TEXT SECTION
"""
The massive clinical guideline industry in America has created special problems and a more mature audience for guidelines than exists in many other countries. One such problem is information overload. Directories and newsletters have become necessary to monitor the hundreds of guideline topics and sponsoring organisations.(44) (50)(51)(52)The Agency for Health Care Policy and Research, the American Medical Association, and the American Association for Health Plans recently established an internet clearing house for clinical guidelines (www.guidelines.gov). National groups meet regularly, both in the United States (for example, the American Medical Association’s Practice Parameters Partnership and Practice Parameters Forum) and Canada (for example, the National Partnership for Quality in Health and the Canadian Medical Association), to coordinate clinical guideline activities.
Americans have articulated evidence based methods in manuals and other reports.(53)(54)(55)(56)(57)(58) This expertise has not always found its way into actual guidelines—most American clinical guidelines remain rooted in consensus or opinion—but certain guidelines (for example, those of the American College of Physicians,(59) US Preventive Services Task Force,(60) (61) Agency for Health Care Policy and Research, American Academy of Family Physicians(62)) do reflect evidence based procedures. Other reports offer "guidelines on guidelines" on such topics as priority setting,(63) developmental methods,(64) (65) use of language,(66) evaluation criteria,(67) (68) legal implications,(69)(70)(71) translation of clinical guidelines into review instruments,(72) (73) and implementation.(45) (64) (67) (74)(75)(76)
Australia
Clinical guidelines in Australia date to the late 1970s, when the state health authority began endorsing guideline booklets,(77) and they continue on a large scale today. The proliferation of clinical guidelines has prompted closer study of their quality and their impact on clinicians.(78)(79)(80) In 1995, the Quality of Care and Health Outcomes Committee of the National Health and Medical Research Council(81) and the Australian Medical Association(78) each issued reports on improving methods of clinical guideline development. The Quality of Care and Health Outcomes Committee emphasises the need for evidence based methods and has established working parties for future clinical guideline preparation.(82)
"""
WORK REQUIRED
Answer these questions on the clinical guidelines text.
1. Which three organizations established an internet clearing house for clinical guidelines?
2. To what period do clinical guidelines in Australia date?
3. Which two bodies issued reports in 1995 on improving methods of clinical guideline development?

GIVEN DATA
"""
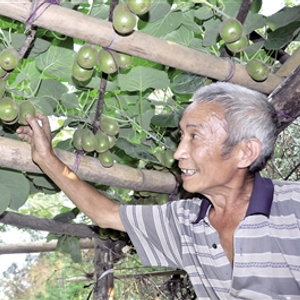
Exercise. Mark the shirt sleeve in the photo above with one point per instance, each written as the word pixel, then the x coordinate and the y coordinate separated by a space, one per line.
pixel 155 233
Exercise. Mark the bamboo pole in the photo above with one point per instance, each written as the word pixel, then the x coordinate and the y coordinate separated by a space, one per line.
pixel 90 29
pixel 38 247
pixel 90 169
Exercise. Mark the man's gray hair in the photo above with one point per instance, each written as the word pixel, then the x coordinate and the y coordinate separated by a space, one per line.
pixel 248 115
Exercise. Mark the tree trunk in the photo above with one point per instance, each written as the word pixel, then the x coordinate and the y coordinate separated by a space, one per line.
pixel 44 224
pixel 286 99
pixel 100 32
pixel 104 285
pixel 38 247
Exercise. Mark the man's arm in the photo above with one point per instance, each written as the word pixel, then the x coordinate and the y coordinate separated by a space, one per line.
pixel 98 207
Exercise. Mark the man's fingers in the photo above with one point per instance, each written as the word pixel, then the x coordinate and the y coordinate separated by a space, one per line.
pixel 25 137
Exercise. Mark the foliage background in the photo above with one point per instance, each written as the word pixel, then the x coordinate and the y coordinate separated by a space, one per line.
pixel 146 100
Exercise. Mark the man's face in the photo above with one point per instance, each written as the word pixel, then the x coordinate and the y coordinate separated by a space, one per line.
pixel 199 153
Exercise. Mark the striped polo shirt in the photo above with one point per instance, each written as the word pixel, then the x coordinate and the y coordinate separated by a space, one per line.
pixel 266 243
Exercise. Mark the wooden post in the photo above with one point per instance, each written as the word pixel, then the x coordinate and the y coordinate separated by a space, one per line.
pixel 100 32
pixel 103 261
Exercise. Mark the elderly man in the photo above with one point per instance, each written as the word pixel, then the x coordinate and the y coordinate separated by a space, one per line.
pixel 239 237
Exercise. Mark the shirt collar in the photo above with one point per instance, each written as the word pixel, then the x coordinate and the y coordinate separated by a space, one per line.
pixel 260 200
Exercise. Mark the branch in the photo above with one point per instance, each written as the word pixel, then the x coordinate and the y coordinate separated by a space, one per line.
pixel 38 247
pixel 138 44
pixel 16 155
pixel 43 224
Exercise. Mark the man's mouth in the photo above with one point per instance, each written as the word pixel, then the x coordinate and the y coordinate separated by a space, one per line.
pixel 188 172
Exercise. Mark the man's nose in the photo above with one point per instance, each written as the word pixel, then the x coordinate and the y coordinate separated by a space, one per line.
pixel 181 151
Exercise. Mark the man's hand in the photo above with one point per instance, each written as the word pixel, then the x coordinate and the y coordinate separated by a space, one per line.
pixel 38 135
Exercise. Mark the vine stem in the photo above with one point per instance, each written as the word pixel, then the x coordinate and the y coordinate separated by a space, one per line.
pixel 103 83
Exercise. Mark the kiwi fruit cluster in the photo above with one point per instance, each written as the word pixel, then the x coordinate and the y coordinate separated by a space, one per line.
"""
TASK ANSWER
1. The Agency for Health Care Policy and Research, the American Medical Association, and the American Association for Health Plans.
2. The late 1970s.
3. The Quality of Care and Health Outcomes Committee of the National Health and Medical Research Council, and the Australian Medical Association.